Continue the article on Prince George's County's higher nuisance fines from the point where it stops.

> Passage shown

::::::::

No one likes a bad neighbor. Even worse than tanking your property values, bad neighbors can stymie your quality of life. In Prince George’s County, Maryland, it’s going to cost more to be a really bad neighbor.
The Prince George’s County Council unanimously passed a bill Tuesday that would double the fine for violations heard by the Nuisance Abatement Board from $500 to $1,000. The final vote came with no discussion, following a hearing last month that generated only a minimal amount of discussion.
That’s because the council agreed the increased fines are needed, including County Executive Angela Alsobrooks, who pushed for the bill.
“It goes to help the county executive’s beautification efforts and we believe that by doubling the fine, we’ll have more compliance with the orders that have been issued by the board,” said Melinda Bolling, the director of the Prince George’s County Department of Permitting, Inspections and Enforcement at last month’s hearing.

::::::::

(Data taken from a collection)
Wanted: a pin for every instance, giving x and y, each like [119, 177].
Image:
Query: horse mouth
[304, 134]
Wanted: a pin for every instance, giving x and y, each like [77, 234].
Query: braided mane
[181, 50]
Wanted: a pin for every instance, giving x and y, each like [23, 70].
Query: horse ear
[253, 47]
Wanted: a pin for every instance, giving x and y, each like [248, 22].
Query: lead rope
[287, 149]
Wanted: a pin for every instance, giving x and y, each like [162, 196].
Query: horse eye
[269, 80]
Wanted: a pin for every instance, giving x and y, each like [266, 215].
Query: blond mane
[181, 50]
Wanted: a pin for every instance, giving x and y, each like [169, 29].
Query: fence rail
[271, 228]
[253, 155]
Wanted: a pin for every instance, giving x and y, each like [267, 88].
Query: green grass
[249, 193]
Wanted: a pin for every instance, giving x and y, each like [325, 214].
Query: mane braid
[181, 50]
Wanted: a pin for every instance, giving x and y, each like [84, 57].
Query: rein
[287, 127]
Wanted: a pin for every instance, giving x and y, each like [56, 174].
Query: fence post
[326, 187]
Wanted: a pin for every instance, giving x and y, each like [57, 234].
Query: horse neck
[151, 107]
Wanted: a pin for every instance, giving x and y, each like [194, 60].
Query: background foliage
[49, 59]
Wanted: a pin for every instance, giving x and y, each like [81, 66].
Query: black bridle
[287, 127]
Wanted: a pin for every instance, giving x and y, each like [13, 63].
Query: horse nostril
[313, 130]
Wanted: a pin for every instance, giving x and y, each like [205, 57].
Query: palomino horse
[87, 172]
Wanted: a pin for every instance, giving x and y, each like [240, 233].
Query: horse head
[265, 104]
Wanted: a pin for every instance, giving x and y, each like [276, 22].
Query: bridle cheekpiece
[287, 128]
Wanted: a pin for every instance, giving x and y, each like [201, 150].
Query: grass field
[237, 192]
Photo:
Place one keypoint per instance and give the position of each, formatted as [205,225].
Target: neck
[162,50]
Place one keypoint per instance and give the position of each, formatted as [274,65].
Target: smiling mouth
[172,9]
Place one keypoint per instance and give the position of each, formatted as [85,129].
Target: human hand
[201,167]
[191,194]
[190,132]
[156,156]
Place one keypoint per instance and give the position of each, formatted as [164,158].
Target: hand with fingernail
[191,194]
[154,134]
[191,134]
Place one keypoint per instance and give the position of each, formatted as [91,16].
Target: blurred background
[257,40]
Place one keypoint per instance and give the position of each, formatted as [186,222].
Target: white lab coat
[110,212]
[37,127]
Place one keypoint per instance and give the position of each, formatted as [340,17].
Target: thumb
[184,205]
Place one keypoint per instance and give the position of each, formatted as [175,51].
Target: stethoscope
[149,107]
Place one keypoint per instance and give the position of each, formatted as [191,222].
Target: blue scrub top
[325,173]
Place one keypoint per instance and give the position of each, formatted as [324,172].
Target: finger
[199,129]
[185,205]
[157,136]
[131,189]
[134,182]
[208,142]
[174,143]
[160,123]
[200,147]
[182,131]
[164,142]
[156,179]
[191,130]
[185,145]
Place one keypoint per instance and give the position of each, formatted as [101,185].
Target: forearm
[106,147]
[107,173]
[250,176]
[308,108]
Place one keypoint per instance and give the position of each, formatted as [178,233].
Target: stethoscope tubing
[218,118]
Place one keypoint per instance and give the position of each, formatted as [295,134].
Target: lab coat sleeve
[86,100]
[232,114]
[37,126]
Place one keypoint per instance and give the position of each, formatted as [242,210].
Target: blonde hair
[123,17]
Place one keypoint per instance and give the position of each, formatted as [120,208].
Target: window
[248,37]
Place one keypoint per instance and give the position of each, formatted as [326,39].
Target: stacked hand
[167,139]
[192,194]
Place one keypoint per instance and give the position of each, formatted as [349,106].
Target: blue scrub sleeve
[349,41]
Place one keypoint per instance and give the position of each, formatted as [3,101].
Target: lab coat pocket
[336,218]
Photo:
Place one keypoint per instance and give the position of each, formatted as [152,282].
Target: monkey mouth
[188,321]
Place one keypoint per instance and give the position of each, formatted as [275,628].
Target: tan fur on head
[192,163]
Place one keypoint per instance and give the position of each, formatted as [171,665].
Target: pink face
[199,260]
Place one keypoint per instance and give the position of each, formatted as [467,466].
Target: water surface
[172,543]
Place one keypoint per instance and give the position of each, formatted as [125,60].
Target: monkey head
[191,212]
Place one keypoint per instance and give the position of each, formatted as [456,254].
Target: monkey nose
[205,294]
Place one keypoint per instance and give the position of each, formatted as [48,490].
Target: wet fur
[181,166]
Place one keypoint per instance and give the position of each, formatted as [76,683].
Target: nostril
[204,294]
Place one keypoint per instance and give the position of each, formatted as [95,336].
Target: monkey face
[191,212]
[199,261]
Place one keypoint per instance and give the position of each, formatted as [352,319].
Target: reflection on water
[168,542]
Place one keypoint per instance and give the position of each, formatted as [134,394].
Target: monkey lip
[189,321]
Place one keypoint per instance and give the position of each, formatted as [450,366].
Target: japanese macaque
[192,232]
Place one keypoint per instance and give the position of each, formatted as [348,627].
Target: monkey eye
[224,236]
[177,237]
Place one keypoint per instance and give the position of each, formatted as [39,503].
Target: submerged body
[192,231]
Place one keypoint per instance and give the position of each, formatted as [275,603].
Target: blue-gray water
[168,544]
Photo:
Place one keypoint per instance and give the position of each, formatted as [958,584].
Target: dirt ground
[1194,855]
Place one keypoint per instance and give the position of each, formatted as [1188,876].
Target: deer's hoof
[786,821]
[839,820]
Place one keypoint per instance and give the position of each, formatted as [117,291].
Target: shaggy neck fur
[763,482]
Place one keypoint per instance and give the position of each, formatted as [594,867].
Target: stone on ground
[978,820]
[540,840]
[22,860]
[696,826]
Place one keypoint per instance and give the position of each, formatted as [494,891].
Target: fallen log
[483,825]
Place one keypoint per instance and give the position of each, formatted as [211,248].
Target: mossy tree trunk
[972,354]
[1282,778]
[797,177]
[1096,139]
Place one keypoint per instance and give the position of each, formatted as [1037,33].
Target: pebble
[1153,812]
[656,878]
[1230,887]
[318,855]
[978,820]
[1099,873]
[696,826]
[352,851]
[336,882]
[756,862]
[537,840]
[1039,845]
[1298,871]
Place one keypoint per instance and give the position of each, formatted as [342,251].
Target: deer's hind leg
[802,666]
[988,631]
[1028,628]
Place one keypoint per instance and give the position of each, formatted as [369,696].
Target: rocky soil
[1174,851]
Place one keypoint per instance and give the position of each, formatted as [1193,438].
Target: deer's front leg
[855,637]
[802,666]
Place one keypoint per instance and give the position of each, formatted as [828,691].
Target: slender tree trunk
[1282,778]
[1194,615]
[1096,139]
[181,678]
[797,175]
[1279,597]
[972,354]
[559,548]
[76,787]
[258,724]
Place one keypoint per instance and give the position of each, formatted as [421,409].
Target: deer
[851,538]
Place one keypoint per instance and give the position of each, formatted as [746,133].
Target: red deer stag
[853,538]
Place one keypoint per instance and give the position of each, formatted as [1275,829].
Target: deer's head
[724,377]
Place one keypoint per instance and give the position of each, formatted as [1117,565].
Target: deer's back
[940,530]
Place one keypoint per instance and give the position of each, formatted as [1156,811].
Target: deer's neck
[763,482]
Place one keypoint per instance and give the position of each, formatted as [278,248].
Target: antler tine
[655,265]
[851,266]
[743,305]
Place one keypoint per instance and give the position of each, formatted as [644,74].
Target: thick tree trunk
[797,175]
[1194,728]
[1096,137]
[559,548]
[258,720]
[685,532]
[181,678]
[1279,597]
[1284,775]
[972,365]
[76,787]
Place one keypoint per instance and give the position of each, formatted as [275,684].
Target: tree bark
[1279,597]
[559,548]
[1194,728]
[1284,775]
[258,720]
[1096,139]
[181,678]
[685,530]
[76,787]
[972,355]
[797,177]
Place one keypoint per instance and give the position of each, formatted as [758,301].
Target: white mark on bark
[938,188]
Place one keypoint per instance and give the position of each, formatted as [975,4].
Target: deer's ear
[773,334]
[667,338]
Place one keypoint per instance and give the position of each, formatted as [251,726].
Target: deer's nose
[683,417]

::::::::

> Solved problem
The fines issued by the board aren’t doled out because someone lets their grass grow too high or they left trash cans on the curb for too long. Typically, these are properties where activities involve drugs, prostitution or other forms of illegal and unpermitted businesses operate.
In recent years the county issued close to $50,000 in fines by the board, but collected less than $12,000 of that which was assessed.
“I know the community has been sort of clamoring for the fines to be increased,” Council member Dannielle Glaros said at the hearing back in March. But some members of the council hope even more is done in the future.
“Something else has to happen to people, because people who are doing these things often just don’t care,” said Council member Jolene Ivey, who not only supported the bill but also penalties that go even beyond the $1,000 fines.
Bolling said the county is also weighing other tactics to crack down on those nuisance properties.
“We’ve been looking at additional enforcement efforts,” she said. “One of the ones is that after multiple, or more than one return trip to the Nuisance Abatement Board, we can seek criminal charges. So we’re going to seek test cases for that.”
Going through the court system and getting a judicial order to collect the penalty is also an option, though one that’s been slowed down by the backlogs courts around the area are facing because of the pandemic.
The new fines take effect 45 days after the bill is signed into law.